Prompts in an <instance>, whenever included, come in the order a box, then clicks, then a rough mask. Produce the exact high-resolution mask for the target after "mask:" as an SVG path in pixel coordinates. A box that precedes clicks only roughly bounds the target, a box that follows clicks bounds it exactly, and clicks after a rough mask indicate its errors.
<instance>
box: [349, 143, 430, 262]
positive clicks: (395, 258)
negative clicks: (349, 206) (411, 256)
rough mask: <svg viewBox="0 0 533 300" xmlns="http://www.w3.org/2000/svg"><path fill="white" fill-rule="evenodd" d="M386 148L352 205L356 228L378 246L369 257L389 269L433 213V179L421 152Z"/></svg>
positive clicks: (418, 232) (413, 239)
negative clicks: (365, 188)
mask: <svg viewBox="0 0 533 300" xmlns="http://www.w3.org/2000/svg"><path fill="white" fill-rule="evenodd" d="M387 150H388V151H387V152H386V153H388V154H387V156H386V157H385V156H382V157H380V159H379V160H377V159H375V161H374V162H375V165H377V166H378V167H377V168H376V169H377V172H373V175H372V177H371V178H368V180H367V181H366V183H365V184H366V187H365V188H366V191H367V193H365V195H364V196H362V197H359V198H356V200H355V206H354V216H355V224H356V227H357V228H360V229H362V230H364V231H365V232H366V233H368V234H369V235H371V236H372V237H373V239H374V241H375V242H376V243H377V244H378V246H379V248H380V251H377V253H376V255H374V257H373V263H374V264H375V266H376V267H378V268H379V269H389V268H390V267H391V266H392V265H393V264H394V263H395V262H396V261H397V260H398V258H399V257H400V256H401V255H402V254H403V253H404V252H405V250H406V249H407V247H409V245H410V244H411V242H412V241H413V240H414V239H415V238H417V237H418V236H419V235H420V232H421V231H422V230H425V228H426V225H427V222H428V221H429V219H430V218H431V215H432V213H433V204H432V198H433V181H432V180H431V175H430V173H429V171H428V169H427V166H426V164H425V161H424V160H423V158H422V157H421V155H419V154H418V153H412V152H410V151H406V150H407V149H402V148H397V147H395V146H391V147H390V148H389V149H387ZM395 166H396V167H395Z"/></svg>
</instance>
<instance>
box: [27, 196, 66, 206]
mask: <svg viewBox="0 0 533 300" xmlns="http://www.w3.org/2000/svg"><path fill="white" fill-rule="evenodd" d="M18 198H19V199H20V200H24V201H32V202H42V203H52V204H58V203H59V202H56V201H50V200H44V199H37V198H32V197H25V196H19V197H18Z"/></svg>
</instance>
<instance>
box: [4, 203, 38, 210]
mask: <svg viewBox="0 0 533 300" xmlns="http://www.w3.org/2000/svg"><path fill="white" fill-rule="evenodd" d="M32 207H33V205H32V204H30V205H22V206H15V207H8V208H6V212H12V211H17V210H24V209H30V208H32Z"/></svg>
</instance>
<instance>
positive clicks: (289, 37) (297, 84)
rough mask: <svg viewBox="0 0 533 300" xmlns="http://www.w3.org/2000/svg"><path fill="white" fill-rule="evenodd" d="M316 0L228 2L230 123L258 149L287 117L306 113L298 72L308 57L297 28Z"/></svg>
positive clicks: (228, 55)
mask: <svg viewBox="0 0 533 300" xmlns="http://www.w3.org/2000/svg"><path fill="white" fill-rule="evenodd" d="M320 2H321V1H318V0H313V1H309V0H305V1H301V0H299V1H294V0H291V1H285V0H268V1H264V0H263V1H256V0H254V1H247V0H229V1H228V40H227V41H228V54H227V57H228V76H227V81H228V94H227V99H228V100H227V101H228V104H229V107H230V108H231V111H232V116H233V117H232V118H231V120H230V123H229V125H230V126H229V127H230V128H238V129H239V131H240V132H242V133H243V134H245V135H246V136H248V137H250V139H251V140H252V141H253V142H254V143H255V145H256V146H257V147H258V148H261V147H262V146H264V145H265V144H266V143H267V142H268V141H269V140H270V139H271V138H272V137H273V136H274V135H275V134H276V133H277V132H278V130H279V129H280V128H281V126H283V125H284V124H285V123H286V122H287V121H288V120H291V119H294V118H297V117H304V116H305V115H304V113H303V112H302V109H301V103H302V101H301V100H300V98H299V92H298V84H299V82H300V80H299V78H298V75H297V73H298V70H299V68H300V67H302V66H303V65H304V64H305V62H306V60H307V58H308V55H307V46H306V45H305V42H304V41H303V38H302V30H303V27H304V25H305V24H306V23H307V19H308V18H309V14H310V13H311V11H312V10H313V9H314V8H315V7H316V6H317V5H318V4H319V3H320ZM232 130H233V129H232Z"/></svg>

────────

▶ _AIM OF THE EXERCISE_: In the listing above, transcribe exactly everything from the line containing "box: [27, 196, 66, 206]" down to the line containing "0L228 2L230 123L258", including both and nothing more.

▶ _ANSWER BELOW_:
box: [27, 196, 66, 206]
mask: <svg viewBox="0 0 533 300" xmlns="http://www.w3.org/2000/svg"><path fill="white" fill-rule="evenodd" d="M18 198H19V199H20V200H24V201H32V202H42V203H52V204H58V203H59V202H56V201H50V200H44V199H37V198H32V197H25V196H19V197H18Z"/></svg>
</instance>
<instance>
box: [4, 203, 38, 210]
mask: <svg viewBox="0 0 533 300" xmlns="http://www.w3.org/2000/svg"><path fill="white" fill-rule="evenodd" d="M32 207H33V205H32V204H30V205H22V206H15V207H8V208H6V212H12V211H17V210H24V209H30V208H32Z"/></svg>
</instance>
<instance>
positive clicks: (289, 37) (297, 84)
rough mask: <svg viewBox="0 0 533 300" xmlns="http://www.w3.org/2000/svg"><path fill="white" fill-rule="evenodd" d="M316 0L228 2L230 123L258 149L287 117L306 113L298 72L308 57L297 28Z"/></svg>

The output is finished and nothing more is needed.